-- Work order --
Go through the records and copy each line where the string "beach" occurs.

-- Records supplied --
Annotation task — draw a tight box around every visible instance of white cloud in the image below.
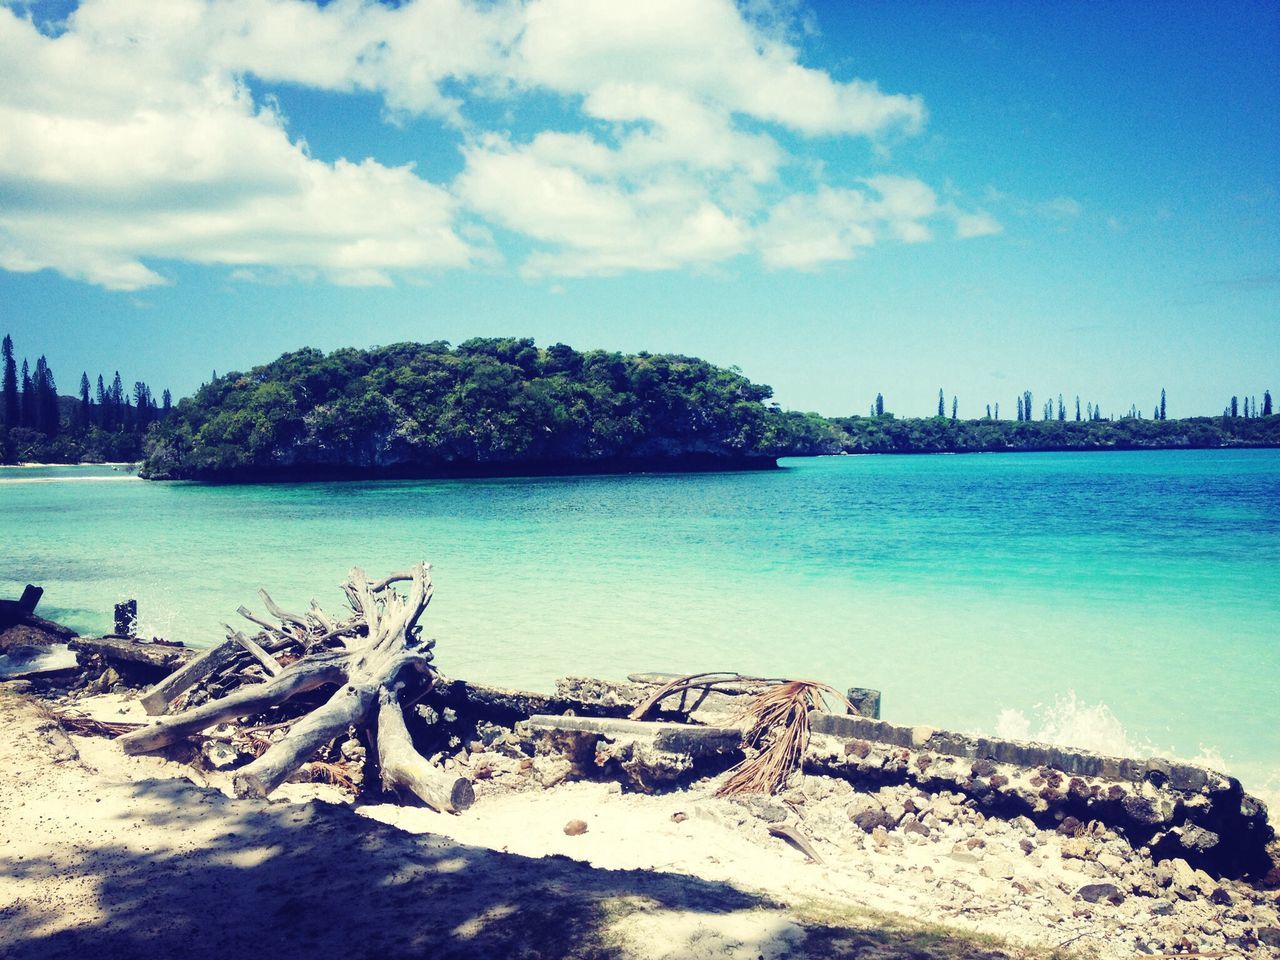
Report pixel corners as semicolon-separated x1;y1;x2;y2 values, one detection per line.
0;0;989;289
954;210;1003;239
457;135;749;276
0;2;476;290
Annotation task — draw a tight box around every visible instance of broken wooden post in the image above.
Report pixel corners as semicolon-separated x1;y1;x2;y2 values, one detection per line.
0;584;43;626
846;687;881;719
114;599;137;638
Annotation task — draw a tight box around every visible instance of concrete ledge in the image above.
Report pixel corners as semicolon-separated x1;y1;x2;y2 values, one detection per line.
524;715;742;756
809;711;1218;792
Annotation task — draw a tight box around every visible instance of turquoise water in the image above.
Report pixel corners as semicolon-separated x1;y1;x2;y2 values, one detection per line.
3;451;1278;797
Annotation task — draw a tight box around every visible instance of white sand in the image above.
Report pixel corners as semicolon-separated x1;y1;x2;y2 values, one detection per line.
2;689;1268;960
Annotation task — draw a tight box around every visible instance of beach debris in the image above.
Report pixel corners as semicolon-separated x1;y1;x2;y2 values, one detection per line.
0;584;44;627
715;679;852;797
767;824;824;864
119;564;474;812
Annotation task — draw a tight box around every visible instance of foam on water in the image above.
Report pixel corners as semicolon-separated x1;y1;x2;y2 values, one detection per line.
993;691;1279;817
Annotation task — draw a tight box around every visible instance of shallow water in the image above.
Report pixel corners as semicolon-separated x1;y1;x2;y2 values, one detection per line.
3;450;1277;796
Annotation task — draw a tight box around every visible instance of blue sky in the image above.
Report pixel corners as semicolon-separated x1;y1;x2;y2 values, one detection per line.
0;0;1275;418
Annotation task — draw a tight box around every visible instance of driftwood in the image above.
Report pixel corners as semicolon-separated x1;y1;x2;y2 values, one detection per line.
138;638;241;715
68;635;194;671
120;563;473;811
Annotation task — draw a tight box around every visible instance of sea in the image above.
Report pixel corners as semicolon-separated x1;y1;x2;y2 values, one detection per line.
3;450;1278;802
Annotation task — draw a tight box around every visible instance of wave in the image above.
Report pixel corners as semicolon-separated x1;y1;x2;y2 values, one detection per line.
992;691;1279;816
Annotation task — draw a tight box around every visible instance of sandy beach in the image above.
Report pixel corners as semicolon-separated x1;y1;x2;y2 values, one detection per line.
3;684;1277;960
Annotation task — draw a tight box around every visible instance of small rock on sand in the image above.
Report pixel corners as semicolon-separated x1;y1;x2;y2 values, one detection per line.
563;819;588;836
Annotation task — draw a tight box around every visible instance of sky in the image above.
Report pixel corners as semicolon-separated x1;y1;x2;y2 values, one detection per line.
0;0;1276;419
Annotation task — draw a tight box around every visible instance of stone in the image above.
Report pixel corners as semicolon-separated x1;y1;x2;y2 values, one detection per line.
1078;882;1126;905
910;725;936;747
744;797;788;824
200;739;244;770
1098;852;1128;874
1257;927;1280;948
1208;888;1232;906
902;818;931;839
1180;823;1221;854
1061;837;1092;860
563;819;588;836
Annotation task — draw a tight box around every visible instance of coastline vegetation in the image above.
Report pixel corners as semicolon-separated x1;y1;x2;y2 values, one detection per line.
138;338;840;479
2;331;1277;473
1;334;170;464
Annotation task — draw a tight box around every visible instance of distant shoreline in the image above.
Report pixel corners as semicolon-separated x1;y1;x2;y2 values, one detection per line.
140;454;780;483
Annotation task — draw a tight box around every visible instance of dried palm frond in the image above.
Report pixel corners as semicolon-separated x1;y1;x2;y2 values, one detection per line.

-- Response to the exercise --
Annotation task — draw a tight box around every visible instance of beach debris in the image above.
Annotation task — draw a tight box around every visible instance of sandy beach in the image above.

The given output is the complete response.